*Required action:*
Line by line, please look for the word "knob" in the following records, then copy each line you find it in.

==== Records shown ====

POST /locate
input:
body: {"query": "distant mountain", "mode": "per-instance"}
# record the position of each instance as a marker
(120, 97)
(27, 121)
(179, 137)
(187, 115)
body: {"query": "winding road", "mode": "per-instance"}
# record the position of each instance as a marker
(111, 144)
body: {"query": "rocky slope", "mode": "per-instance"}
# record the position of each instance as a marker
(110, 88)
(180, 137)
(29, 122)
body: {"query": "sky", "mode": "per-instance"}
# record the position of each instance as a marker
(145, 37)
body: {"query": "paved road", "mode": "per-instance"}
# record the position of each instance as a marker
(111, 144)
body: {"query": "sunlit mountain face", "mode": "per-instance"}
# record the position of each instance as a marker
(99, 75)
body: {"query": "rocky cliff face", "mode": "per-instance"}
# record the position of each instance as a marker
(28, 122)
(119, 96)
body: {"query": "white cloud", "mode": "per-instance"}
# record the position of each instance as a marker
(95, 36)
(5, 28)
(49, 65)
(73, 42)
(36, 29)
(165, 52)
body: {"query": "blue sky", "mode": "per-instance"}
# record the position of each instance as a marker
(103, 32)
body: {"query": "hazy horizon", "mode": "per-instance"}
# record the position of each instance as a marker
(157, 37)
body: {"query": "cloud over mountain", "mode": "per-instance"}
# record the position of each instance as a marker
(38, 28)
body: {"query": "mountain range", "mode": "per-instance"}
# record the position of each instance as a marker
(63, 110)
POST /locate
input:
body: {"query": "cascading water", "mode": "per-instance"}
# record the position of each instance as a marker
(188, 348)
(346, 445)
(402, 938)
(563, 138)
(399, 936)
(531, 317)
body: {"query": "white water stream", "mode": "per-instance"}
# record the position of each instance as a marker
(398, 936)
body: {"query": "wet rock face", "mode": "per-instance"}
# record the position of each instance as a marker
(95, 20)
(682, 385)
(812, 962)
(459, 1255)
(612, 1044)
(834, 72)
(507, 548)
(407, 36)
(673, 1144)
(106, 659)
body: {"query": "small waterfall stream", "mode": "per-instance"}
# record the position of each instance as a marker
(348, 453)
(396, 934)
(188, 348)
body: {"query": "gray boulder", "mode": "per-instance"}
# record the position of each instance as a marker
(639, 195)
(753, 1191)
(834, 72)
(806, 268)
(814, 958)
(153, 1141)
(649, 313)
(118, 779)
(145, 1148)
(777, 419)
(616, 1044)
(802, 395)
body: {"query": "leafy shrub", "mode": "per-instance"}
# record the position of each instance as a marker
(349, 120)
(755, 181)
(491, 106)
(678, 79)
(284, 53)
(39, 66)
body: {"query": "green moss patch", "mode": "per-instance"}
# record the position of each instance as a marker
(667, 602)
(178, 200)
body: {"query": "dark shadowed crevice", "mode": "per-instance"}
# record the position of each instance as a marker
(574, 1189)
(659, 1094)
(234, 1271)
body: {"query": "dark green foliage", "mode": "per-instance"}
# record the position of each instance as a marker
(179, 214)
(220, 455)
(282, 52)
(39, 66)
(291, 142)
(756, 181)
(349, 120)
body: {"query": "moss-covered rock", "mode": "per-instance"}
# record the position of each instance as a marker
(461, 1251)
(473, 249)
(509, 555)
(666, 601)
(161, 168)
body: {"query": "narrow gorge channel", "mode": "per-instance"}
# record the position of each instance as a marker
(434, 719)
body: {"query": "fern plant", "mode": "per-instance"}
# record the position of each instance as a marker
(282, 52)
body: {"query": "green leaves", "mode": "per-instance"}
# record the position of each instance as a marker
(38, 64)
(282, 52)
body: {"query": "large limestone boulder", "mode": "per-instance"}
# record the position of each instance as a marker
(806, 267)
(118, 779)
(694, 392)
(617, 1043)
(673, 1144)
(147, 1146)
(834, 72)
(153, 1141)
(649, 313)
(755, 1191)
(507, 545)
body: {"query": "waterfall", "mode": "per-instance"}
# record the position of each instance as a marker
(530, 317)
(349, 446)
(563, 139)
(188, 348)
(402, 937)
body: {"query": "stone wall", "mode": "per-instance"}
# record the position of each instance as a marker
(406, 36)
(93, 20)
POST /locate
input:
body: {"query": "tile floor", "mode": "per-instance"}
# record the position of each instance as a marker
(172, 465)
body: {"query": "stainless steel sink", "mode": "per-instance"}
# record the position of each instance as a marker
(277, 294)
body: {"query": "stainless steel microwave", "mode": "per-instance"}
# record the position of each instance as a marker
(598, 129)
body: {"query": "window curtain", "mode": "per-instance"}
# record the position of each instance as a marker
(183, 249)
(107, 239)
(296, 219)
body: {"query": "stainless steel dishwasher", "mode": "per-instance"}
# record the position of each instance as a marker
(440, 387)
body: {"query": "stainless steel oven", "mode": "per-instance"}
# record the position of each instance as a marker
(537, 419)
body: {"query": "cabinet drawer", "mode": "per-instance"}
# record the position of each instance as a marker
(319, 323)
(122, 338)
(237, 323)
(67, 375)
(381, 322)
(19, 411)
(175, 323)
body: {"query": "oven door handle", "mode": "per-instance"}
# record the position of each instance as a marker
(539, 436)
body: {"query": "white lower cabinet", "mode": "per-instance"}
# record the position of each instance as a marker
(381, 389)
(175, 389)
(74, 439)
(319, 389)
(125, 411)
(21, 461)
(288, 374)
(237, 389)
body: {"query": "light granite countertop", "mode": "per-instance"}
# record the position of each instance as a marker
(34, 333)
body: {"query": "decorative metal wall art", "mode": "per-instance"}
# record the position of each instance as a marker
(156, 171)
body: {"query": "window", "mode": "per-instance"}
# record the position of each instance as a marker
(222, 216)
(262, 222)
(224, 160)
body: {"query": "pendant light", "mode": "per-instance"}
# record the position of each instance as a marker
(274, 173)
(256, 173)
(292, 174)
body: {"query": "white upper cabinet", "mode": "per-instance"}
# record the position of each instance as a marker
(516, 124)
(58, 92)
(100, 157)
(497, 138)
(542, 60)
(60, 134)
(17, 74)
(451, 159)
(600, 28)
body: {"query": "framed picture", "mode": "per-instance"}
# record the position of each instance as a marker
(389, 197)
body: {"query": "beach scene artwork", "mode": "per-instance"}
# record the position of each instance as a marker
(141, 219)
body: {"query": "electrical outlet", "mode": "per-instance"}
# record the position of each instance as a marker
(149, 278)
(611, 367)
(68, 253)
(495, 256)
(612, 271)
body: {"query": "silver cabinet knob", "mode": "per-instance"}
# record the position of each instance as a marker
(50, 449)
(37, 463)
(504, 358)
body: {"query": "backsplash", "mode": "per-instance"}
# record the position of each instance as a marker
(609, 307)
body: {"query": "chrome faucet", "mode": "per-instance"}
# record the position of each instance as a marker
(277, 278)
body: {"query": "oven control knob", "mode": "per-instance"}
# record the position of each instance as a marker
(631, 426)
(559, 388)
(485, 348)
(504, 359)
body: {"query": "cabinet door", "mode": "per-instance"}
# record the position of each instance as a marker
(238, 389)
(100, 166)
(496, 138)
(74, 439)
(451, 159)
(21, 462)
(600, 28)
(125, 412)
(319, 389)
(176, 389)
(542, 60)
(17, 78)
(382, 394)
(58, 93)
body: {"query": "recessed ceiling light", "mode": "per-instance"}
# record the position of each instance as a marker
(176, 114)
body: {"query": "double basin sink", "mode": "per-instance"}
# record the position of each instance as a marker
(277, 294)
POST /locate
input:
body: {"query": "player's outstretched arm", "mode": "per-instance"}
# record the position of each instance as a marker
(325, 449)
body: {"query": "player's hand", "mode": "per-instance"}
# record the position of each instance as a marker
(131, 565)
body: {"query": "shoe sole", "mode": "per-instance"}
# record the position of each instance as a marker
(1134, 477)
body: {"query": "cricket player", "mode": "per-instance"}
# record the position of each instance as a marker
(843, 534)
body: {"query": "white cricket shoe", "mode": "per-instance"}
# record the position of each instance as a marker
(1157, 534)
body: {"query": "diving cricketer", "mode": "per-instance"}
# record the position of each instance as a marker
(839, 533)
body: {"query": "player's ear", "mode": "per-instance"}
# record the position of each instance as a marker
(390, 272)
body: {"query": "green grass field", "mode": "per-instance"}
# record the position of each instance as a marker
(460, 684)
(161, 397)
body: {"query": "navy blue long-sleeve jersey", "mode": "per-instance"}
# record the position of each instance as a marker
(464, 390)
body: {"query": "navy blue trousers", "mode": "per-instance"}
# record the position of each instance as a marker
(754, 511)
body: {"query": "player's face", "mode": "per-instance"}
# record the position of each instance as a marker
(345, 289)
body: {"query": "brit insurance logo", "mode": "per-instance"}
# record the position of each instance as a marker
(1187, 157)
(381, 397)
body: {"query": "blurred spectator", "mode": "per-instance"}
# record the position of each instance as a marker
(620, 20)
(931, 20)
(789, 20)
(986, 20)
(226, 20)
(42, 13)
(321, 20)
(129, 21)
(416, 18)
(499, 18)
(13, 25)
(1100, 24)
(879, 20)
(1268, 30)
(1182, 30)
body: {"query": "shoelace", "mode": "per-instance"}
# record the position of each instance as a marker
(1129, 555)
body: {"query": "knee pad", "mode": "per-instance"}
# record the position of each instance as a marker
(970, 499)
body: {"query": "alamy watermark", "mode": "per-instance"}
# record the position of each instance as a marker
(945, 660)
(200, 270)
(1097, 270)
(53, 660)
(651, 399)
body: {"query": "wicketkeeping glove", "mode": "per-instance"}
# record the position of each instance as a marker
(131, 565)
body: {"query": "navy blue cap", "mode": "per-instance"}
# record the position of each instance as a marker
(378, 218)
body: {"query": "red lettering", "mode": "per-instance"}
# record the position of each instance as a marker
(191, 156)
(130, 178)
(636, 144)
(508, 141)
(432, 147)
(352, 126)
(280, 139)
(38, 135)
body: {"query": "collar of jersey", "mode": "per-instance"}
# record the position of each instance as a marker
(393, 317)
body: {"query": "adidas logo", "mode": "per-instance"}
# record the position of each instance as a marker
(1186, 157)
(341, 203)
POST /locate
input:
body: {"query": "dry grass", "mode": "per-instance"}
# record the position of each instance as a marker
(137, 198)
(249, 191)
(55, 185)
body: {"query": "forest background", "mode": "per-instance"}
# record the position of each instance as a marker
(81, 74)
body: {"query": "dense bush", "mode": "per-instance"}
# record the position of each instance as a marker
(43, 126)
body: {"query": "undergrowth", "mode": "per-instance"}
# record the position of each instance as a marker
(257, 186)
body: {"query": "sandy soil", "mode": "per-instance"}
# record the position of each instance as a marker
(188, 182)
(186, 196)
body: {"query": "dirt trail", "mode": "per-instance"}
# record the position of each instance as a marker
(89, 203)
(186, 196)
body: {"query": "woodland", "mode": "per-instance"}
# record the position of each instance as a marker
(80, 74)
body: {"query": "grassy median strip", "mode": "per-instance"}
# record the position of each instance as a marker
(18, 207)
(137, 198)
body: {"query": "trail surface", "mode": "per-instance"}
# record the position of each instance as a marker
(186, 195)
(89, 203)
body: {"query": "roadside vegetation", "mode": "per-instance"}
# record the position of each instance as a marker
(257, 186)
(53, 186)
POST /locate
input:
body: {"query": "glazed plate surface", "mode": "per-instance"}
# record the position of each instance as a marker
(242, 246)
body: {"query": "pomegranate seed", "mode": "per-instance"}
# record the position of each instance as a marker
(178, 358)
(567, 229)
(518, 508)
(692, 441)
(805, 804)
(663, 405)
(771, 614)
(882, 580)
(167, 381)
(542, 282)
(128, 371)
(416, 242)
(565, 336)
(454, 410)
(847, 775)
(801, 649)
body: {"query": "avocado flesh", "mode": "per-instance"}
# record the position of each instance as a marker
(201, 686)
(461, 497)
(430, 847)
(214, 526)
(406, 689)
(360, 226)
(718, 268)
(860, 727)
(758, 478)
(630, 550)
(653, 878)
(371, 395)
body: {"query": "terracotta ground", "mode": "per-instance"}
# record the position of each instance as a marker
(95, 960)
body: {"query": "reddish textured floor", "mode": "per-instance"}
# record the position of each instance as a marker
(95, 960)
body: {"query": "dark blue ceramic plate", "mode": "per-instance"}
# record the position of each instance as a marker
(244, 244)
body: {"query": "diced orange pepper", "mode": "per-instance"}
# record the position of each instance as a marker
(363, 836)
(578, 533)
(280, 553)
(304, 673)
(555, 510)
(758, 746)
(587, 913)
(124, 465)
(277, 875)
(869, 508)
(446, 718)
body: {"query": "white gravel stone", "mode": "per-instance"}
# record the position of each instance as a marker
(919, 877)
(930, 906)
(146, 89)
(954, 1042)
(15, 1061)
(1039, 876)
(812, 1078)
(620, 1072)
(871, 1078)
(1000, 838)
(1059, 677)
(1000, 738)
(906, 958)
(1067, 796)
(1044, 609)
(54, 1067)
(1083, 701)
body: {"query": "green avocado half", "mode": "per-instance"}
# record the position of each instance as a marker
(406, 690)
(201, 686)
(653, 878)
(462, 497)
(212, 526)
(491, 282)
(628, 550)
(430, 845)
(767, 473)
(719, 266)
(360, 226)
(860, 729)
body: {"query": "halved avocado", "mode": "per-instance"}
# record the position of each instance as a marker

====

*Answer to this task:*
body: {"query": "silver cabinet knob", "mode": "per-instance"}
body: {"query": "oven control knob", "mode": "per-instance"}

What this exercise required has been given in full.